This article was first published in 2008.
Last week in
Tweaking the EGR, Part 1
we looked at how the electronic exhaust gas recirculation systems in many cars
can be modified to allow more, or less, exhaust gas recirculation (EGR) flow.
In those cars using full electronic control and a
valve position sensor, altering the feedback signal can be used to increase or
decrease flows. Cars using vacuum valve EGR systems with solenoid control can be
modified by other techniques.
But why would you want to change EGR flows – and
especially, why would you want to increase EGR?
Why Increase EGR?
As described in
EGR Comeback, in spark
ignition engines, EGR has the potential to improve fuel economy. This is
primarily because the recirculated exhaust gases don’t need to squeeze past the
throttle, which in cruise is nearly closed. Light load EGR helps fill the
cylinder, therefore reducing the amount of fresh air needing to be drawn past
the throttle, and so reducing pumping losses.
It’s very easy to see how all this works if
instead of thinking of ‘pumping losses’ and complicated terms like that, you
simply think of engine braking.
When you change down the gearbox to engine brake,
the engine is trying to draw air past the closed throttle – and that’s causing
most of the braking you can feel.
That same braking affect occurs, but to a slightly
lesser degree, when the throttle is just cracked open in cruise. But you don’t
feel it because you’re burning fuel to overcome that engine braking – although
the resistance is still there...
EGR simply helps fill the cylinders, reducing
engine braking when the throttle is open only a small amount.
All this sounds really good, but if the amount of
EGR is too high, combustion can become unstable and so fuel economy (and
emissions of hydrocarbons) rise. In practical terms, this can be felt by the car
bucking or jerking.
The aim with increased EGR on the Honda Insight
guinea pig was to improve fuel economy. By adjustment of the newly fitted pot,
EGR valve opening could be nearly doubled – going from 50 per cent valve duty
cycle maximum to 90 per cent maximum. Or, steplessly, anything in between.
the EGR Valve!
valves are notorious for sticking. The main culprit is carbon, but because of
the water present in exhaust gases, corrosion can also cause problems. If
altering EGR flows, the EGR valve must first be operating correctly. Removal of
carbon can be done with carby cleaner fluid.
So what were the results - did increasing the EGR
improve fuel economy? Well, no – and yes.
Testing was initially undertaken in 100 km/h
freeway cruise, with the car dropping in and out of lean cruise mode. As
described last week, in lean cruise mode the Honda runs zero EGR; however, it
periodically drops out of lean cruise mode to rid itself of NOx that’s been
adsorbed in the cat, and during these episodes it uses a lot of EGR.

* * * *

THE EXERCISE →
Please answer these questions from the EGR article, one per line:
1. What fluid can be used to remove carbon from the EGR valve?
2. On the Honda Insight, what was the maximum EGR valve duty cycle before and after adjusting the newly fitted pot?
3. At what speed was testing first done?

* * * *

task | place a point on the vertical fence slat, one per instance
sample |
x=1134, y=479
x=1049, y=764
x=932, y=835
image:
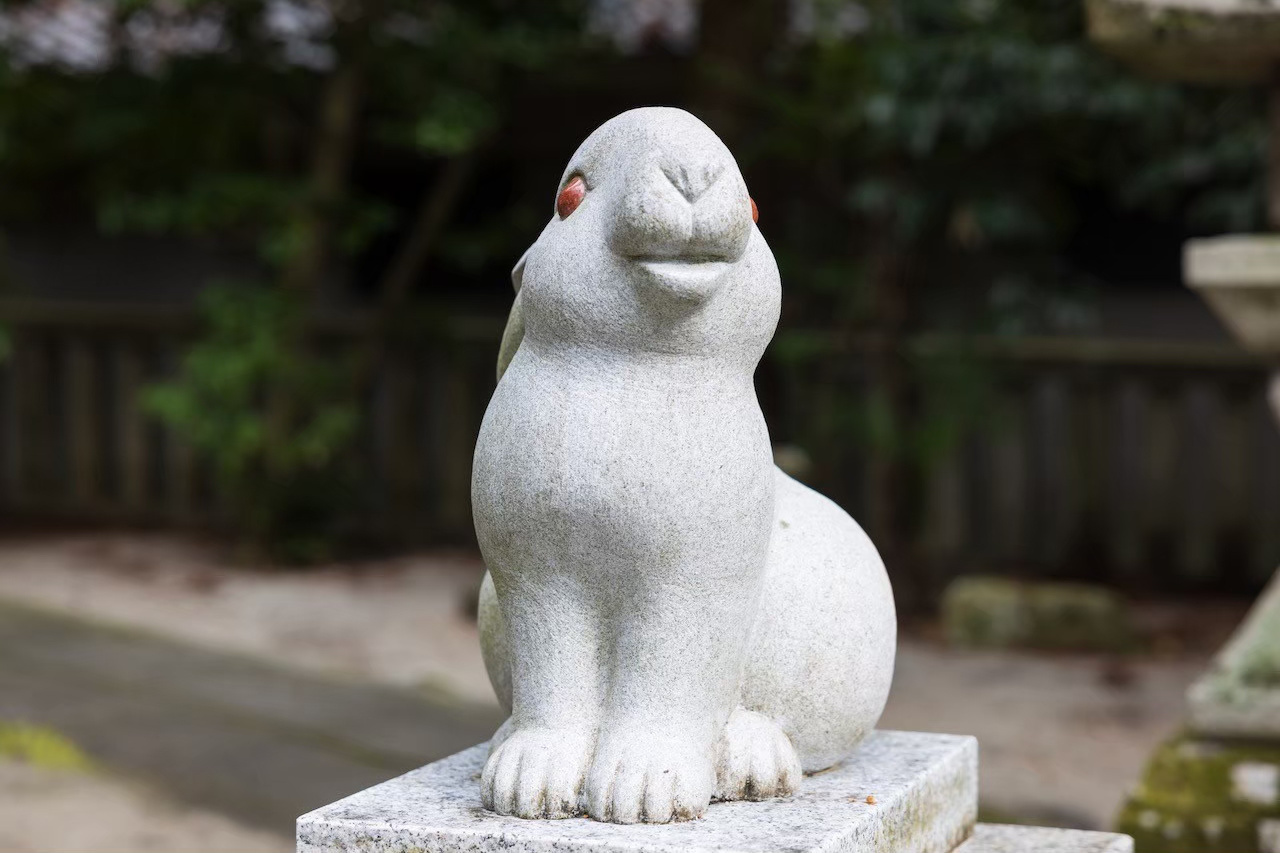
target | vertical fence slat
x=81, y=423
x=1266, y=492
x=1197, y=455
x=131, y=429
x=1159, y=475
x=1009, y=482
x=179, y=457
x=1125, y=544
x=8, y=436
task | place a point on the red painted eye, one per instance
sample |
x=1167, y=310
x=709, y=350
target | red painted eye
x=571, y=196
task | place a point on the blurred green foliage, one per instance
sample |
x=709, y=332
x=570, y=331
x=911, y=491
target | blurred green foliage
x=920, y=165
x=287, y=474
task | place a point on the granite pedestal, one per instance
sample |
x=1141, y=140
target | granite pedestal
x=924, y=790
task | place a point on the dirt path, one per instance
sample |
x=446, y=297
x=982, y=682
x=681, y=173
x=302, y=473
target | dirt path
x=1063, y=738
x=63, y=811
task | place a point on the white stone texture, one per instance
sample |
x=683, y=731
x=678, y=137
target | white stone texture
x=1001, y=838
x=1256, y=783
x=1239, y=276
x=1238, y=696
x=1269, y=836
x=668, y=615
x=924, y=785
x=1201, y=41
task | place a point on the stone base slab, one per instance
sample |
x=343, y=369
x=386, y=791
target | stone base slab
x=924, y=789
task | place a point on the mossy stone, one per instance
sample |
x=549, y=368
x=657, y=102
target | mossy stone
x=1191, y=799
x=999, y=612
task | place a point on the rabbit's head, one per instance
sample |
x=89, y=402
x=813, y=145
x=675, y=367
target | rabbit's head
x=652, y=249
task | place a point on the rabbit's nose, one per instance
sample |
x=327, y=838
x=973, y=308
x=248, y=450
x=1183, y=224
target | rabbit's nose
x=682, y=204
x=693, y=181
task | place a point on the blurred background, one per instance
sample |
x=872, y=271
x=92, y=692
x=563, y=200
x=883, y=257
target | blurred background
x=255, y=264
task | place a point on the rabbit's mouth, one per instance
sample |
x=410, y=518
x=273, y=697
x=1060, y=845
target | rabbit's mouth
x=686, y=278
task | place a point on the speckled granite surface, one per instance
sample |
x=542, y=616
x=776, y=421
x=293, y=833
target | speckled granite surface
x=999, y=838
x=924, y=785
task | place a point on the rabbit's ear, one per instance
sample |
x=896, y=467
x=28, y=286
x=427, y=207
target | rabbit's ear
x=517, y=272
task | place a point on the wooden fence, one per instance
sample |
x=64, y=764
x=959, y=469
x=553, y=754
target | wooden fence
x=1151, y=465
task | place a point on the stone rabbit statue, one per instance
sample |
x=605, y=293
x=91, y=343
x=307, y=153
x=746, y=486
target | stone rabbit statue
x=668, y=616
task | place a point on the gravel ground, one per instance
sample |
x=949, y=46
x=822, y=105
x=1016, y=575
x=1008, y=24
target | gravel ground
x=1063, y=737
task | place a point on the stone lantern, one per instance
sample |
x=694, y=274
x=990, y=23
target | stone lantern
x=1217, y=788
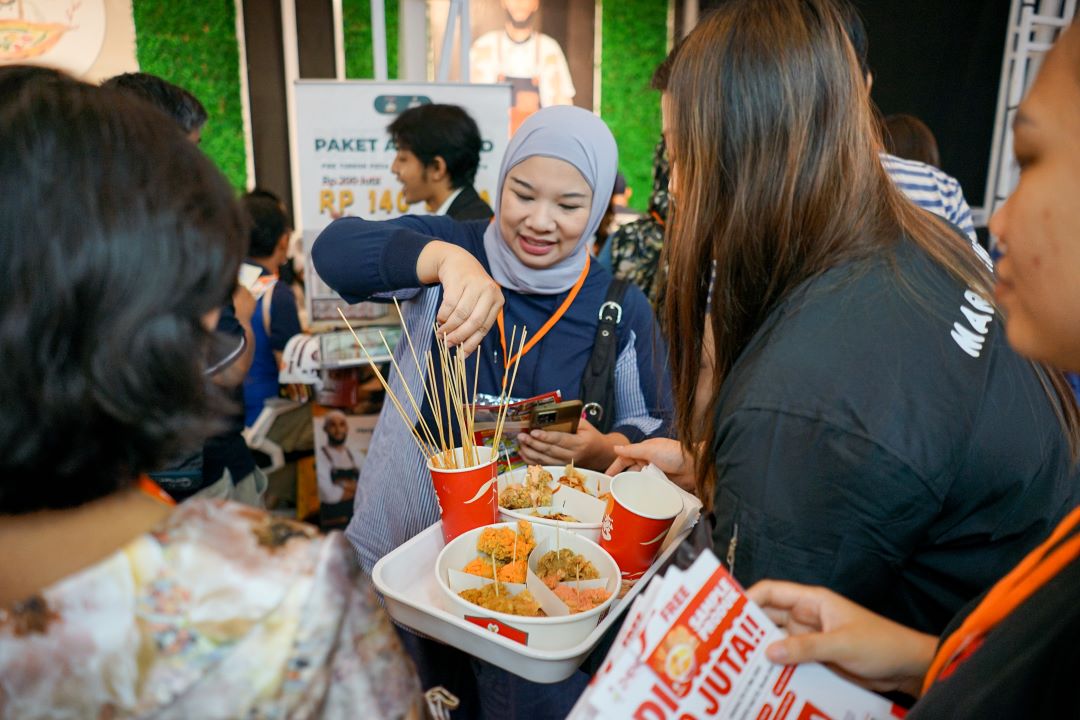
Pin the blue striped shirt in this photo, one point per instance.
(931, 189)
(361, 259)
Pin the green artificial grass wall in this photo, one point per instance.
(356, 22)
(635, 42)
(193, 45)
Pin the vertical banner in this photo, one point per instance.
(547, 50)
(346, 152)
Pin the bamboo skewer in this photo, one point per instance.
(454, 397)
(401, 410)
(427, 391)
(408, 393)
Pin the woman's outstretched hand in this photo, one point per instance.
(589, 447)
(825, 627)
(660, 451)
(471, 299)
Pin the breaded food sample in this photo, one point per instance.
(580, 600)
(497, 598)
(565, 565)
(505, 545)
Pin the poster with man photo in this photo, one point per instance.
(544, 49)
(341, 443)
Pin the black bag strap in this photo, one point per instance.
(597, 383)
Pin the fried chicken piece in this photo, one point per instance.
(497, 598)
(581, 600)
(534, 492)
(513, 572)
(480, 567)
(556, 566)
(563, 517)
(505, 545)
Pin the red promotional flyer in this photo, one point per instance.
(692, 648)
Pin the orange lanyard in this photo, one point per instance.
(152, 489)
(1034, 571)
(547, 326)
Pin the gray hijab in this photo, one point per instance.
(576, 136)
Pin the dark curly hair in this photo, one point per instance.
(441, 131)
(119, 238)
(268, 220)
(178, 104)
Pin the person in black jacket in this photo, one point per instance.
(1015, 653)
(861, 422)
(439, 149)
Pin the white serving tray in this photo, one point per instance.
(406, 580)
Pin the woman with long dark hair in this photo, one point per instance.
(865, 425)
(115, 602)
(1015, 653)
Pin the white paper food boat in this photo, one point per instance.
(585, 506)
(559, 629)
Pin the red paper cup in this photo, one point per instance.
(640, 511)
(468, 498)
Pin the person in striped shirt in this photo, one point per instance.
(927, 186)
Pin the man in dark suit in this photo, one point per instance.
(439, 149)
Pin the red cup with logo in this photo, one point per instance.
(468, 498)
(640, 511)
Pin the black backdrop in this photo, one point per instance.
(940, 60)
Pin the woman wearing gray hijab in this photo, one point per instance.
(528, 268)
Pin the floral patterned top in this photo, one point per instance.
(223, 612)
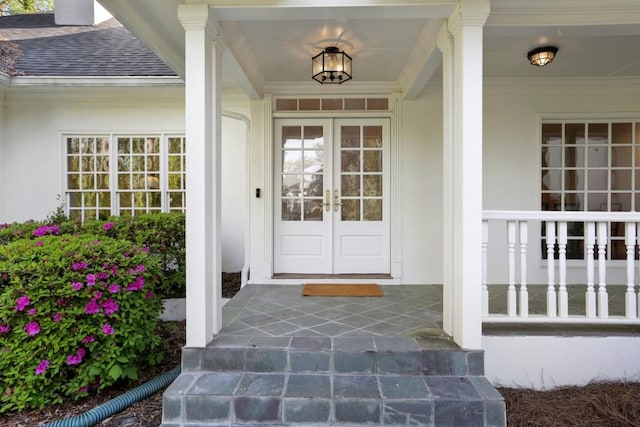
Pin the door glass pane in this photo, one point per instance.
(350, 210)
(350, 185)
(350, 161)
(313, 138)
(372, 136)
(372, 185)
(313, 210)
(291, 210)
(313, 185)
(291, 136)
(291, 161)
(551, 157)
(574, 133)
(372, 161)
(373, 210)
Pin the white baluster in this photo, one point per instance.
(603, 300)
(511, 292)
(563, 299)
(551, 287)
(630, 296)
(524, 293)
(485, 288)
(590, 297)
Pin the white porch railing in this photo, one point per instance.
(506, 245)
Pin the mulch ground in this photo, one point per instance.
(610, 404)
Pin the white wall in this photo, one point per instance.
(512, 115)
(234, 193)
(546, 362)
(422, 189)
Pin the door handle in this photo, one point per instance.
(327, 200)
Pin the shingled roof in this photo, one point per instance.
(42, 48)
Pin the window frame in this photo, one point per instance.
(614, 239)
(114, 172)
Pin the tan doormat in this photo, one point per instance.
(341, 290)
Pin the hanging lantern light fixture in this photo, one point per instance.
(542, 55)
(331, 66)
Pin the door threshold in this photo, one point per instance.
(307, 276)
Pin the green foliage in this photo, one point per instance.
(162, 233)
(78, 313)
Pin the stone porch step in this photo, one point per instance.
(331, 381)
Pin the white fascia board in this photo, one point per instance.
(63, 81)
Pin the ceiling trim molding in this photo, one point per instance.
(562, 84)
(563, 12)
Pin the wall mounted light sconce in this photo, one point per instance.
(542, 55)
(331, 66)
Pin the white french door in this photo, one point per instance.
(331, 196)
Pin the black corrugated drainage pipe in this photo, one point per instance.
(119, 403)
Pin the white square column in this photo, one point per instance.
(462, 168)
(203, 147)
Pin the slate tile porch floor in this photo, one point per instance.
(284, 359)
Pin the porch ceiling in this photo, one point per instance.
(394, 42)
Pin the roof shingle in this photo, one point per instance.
(106, 49)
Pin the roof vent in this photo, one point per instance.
(79, 12)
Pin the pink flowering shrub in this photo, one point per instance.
(78, 313)
(34, 230)
(162, 233)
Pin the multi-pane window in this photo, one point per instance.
(149, 175)
(591, 166)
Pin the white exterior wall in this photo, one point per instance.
(513, 113)
(31, 147)
(31, 165)
(546, 362)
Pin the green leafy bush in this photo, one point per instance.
(162, 233)
(78, 313)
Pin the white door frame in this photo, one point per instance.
(265, 265)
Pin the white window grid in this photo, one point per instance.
(596, 191)
(142, 181)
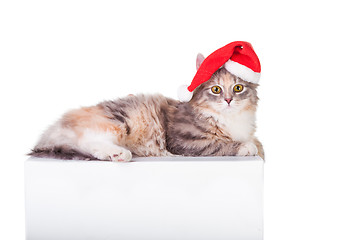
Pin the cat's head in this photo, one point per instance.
(225, 93)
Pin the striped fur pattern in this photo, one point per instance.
(153, 125)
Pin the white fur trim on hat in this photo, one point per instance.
(184, 94)
(242, 71)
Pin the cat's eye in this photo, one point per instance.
(238, 88)
(216, 89)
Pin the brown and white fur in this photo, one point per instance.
(152, 125)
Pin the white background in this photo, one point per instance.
(58, 55)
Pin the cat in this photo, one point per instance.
(219, 120)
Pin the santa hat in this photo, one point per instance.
(239, 58)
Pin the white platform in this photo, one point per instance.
(207, 198)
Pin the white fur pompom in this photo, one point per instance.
(184, 94)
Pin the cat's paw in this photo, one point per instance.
(122, 156)
(114, 153)
(247, 149)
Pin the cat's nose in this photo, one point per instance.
(228, 100)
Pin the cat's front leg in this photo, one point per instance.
(102, 146)
(247, 149)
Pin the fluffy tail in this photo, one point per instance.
(60, 153)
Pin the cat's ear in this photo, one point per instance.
(199, 59)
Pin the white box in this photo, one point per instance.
(185, 198)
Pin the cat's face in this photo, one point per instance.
(226, 93)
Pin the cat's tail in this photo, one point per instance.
(60, 152)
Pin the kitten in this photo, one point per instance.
(219, 120)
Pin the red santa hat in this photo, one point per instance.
(239, 58)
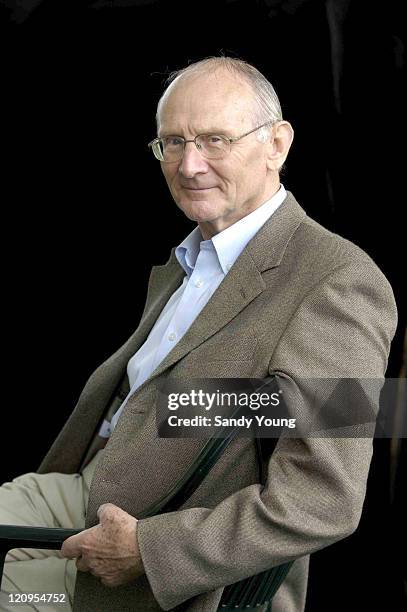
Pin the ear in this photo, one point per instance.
(280, 142)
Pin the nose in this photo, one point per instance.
(192, 162)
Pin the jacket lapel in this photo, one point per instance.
(241, 285)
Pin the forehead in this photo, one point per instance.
(201, 103)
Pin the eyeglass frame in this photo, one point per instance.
(230, 140)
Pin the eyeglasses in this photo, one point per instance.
(211, 146)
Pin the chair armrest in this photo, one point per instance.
(18, 536)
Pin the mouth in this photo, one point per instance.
(198, 188)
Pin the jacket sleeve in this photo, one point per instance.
(316, 486)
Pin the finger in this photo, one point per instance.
(105, 509)
(71, 547)
(82, 565)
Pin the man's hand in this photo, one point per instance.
(109, 550)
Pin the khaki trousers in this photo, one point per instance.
(43, 500)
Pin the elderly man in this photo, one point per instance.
(256, 288)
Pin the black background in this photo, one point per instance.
(86, 213)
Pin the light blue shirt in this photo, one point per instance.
(206, 263)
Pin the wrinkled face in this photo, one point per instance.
(215, 193)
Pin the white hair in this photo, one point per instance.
(266, 105)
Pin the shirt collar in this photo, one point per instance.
(229, 243)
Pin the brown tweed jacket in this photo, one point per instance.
(301, 301)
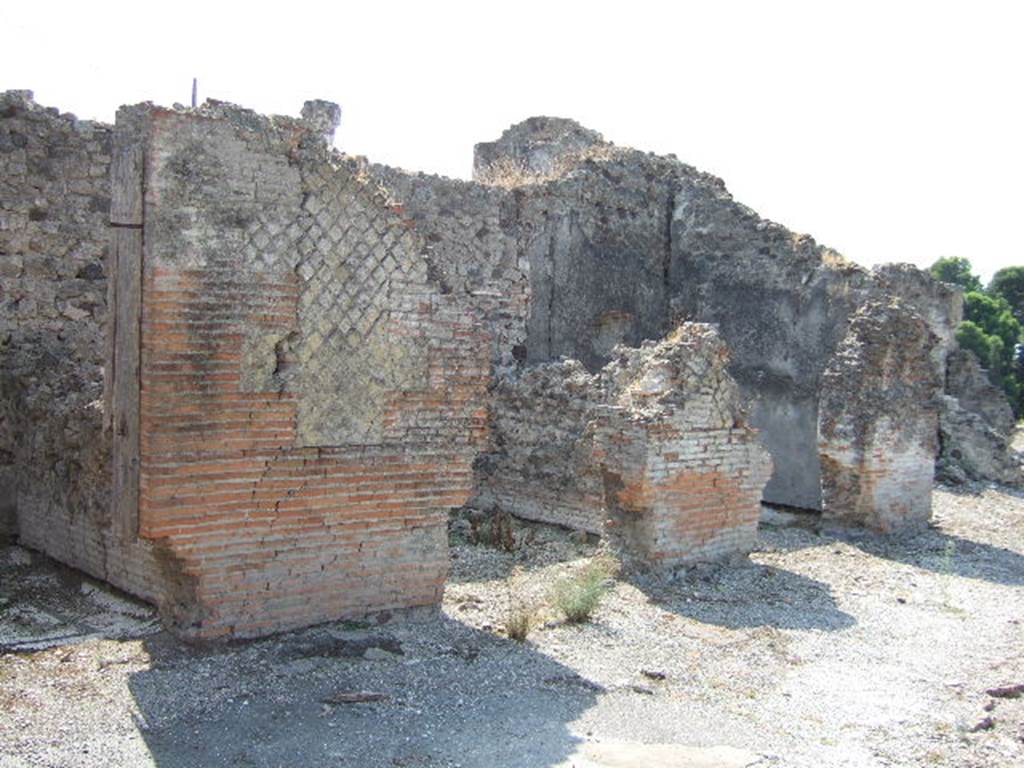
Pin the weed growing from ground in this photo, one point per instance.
(578, 596)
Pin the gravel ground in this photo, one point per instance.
(827, 647)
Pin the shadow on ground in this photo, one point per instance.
(280, 701)
(749, 595)
(931, 549)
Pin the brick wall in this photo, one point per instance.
(878, 431)
(310, 400)
(653, 451)
(54, 454)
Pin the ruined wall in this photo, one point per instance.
(54, 454)
(472, 249)
(538, 465)
(652, 452)
(622, 245)
(878, 430)
(311, 399)
(976, 426)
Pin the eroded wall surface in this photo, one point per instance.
(311, 400)
(623, 244)
(652, 452)
(878, 430)
(318, 334)
(54, 454)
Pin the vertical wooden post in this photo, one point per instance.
(126, 276)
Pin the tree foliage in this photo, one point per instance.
(1009, 284)
(955, 269)
(991, 327)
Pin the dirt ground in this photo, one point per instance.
(827, 647)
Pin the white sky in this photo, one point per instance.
(892, 131)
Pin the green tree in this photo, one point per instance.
(991, 332)
(955, 269)
(1009, 283)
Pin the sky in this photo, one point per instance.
(891, 131)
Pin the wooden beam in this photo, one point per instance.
(126, 292)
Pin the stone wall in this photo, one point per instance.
(653, 451)
(317, 335)
(976, 426)
(622, 245)
(311, 398)
(878, 429)
(54, 454)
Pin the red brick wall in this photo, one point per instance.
(257, 532)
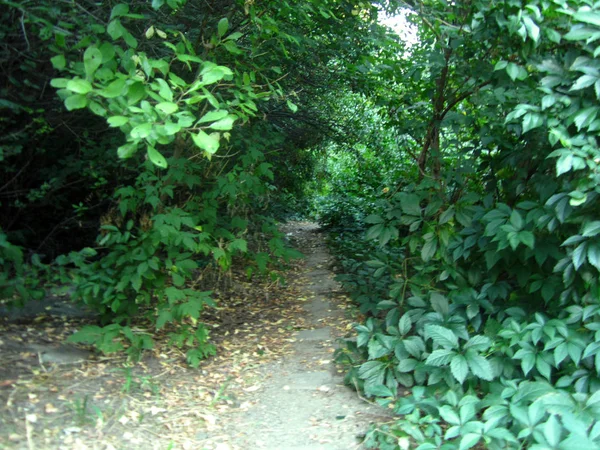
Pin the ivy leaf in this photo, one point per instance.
(167, 107)
(212, 116)
(459, 368)
(225, 124)
(119, 10)
(92, 59)
(79, 86)
(293, 107)
(223, 26)
(480, 367)
(469, 440)
(441, 336)
(207, 142)
(117, 121)
(76, 102)
(156, 158)
(58, 62)
(439, 358)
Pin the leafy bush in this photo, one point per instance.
(492, 291)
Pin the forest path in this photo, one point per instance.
(302, 403)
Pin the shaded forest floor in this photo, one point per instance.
(272, 385)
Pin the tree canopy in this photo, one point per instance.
(147, 146)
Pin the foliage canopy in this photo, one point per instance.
(459, 176)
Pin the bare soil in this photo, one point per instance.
(272, 385)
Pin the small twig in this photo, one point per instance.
(24, 30)
(29, 432)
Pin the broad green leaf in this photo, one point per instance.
(429, 249)
(480, 367)
(225, 124)
(449, 415)
(207, 142)
(593, 255)
(117, 121)
(405, 324)
(167, 107)
(459, 368)
(439, 358)
(76, 101)
(469, 440)
(119, 10)
(532, 29)
(59, 83)
(591, 17)
(114, 89)
(441, 336)
(156, 157)
(532, 120)
(79, 86)
(223, 26)
(141, 131)
(115, 30)
(591, 229)
(164, 90)
(293, 107)
(92, 59)
(212, 116)
(58, 62)
(127, 150)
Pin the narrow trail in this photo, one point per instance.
(303, 404)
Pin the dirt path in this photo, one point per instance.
(272, 385)
(301, 402)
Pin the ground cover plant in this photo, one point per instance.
(455, 165)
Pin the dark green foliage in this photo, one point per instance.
(489, 250)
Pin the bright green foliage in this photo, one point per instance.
(196, 113)
(479, 271)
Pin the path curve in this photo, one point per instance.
(303, 404)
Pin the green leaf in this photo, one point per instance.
(115, 30)
(449, 415)
(410, 204)
(141, 131)
(459, 368)
(593, 255)
(223, 26)
(429, 249)
(552, 431)
(119, 10)
(58, 62)
(164, 89)
(590, 17)
(378, 390)
(480, 367)
(440, 358)
(208, 143)
(225, 124)
(92, 59)
(167, 107)
(293, 107)
(591, 229)
(405, 324)
(469, 440)
(532, 120)
(527, 238)
(79, 86)
(76, 101)
(114, 89)
(117, 121)
(212, 116)
(441, 336)
(156, 158)
(127, 150)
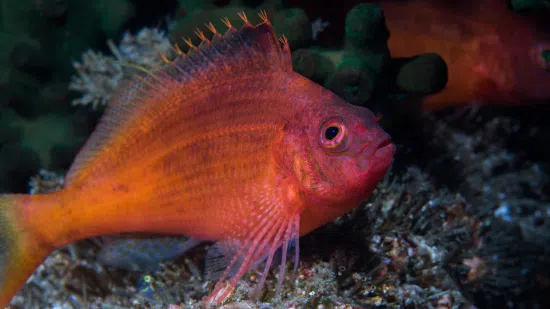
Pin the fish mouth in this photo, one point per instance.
(377, 155)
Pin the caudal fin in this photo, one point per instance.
(21, 252)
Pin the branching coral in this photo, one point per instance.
(100, 75)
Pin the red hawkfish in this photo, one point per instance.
(493, 55)
(225, 144)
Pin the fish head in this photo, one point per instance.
(337, 152)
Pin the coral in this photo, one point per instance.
(363, 72)
(100, 75)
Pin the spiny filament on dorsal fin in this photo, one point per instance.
(263, 16)
(178, 50)
(227, 23)
(164, 57)
(200, 34)
(283, 39)
(211, 27)
(190, 43)
(242, 15)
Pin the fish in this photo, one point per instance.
(494, 56)
(223, 144)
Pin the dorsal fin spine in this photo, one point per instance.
(250, 48)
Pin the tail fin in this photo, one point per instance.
(21, 251)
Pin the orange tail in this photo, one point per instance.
(22, 250)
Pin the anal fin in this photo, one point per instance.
(143, 253)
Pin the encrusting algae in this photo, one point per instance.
(224, 144)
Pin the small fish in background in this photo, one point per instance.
(225, 144)
(494, 56)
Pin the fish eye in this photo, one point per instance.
(334, 135)
(331, 132)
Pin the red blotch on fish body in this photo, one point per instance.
(494, 56)
(224, 144)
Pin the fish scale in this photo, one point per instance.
(225, 144)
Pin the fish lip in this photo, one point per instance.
(376, 155)
(382, 141)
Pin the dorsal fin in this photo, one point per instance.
(249, 49)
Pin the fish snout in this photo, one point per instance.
(377, 155)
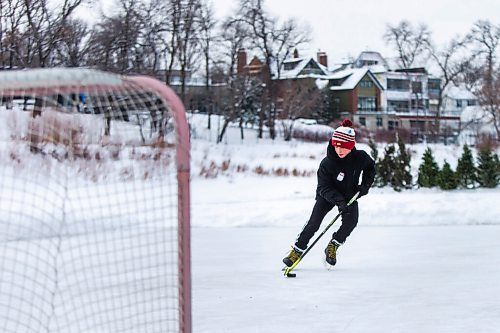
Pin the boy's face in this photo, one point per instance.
(342, 152)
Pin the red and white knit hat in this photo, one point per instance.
(344, 136)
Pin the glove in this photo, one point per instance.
(363, 190)
(343, 208)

* * * *

EXPECTED ANSWER →
1. Carby cleaner fluid.
2. 50 per cent before and 90 per cent after.
3. 100 km/h, in freeway cruise.